» Directions
In the records below, replace "flower stem" with "plant stalk" wherever it appears, and write the records out again with nothing else changed. Leave out the pictures.
--------------------------------------------------
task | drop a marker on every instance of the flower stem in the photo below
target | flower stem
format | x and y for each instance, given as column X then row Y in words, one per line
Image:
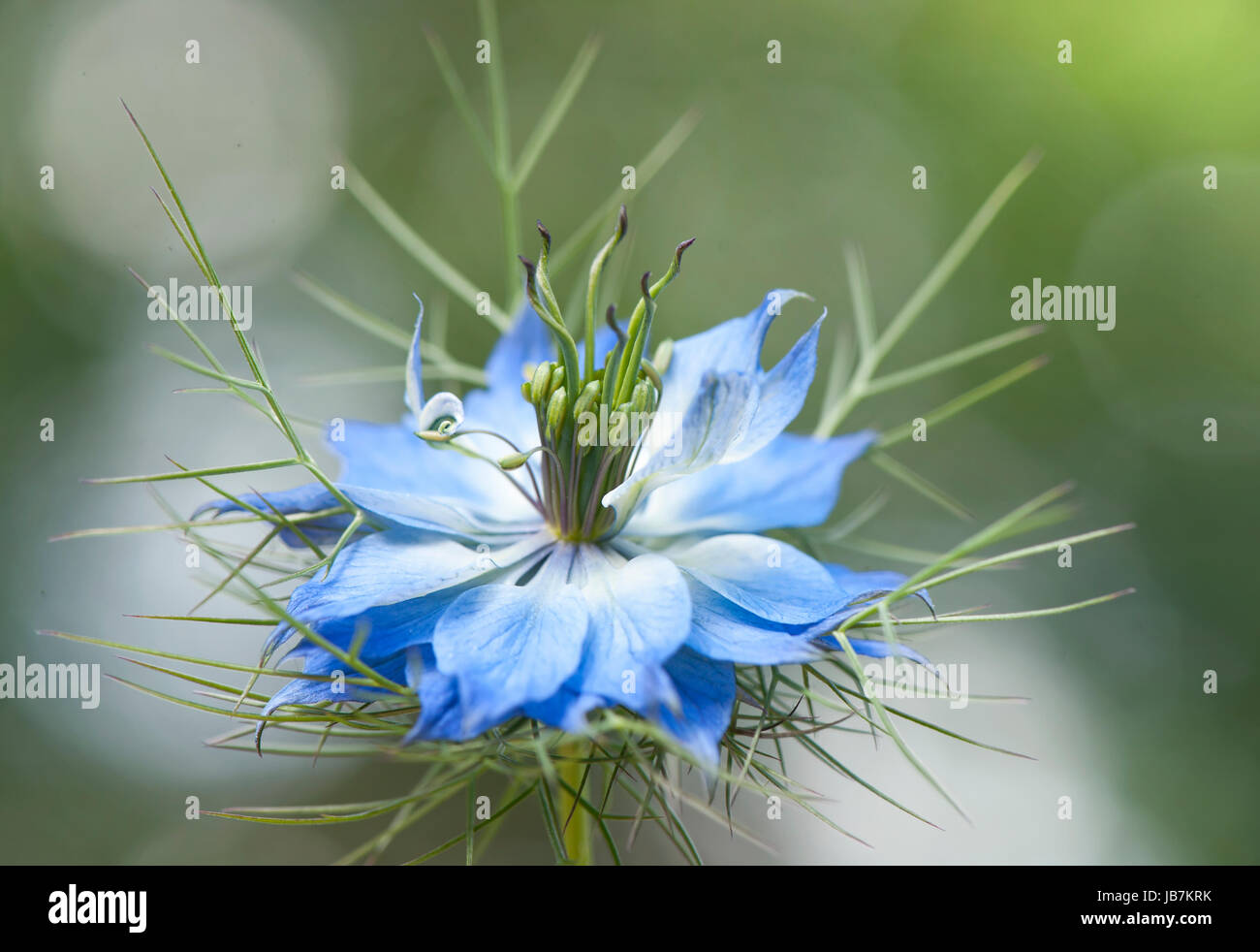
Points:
column 578, row 829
--------------------------------------------------
» Exercise result
task | drop a marker on every instance of the plant stalk in the photo below
target | plant stalk
format | x and y for each instance, given as column X then row Y in words, one per line
Image:
Points:
column 578, row 829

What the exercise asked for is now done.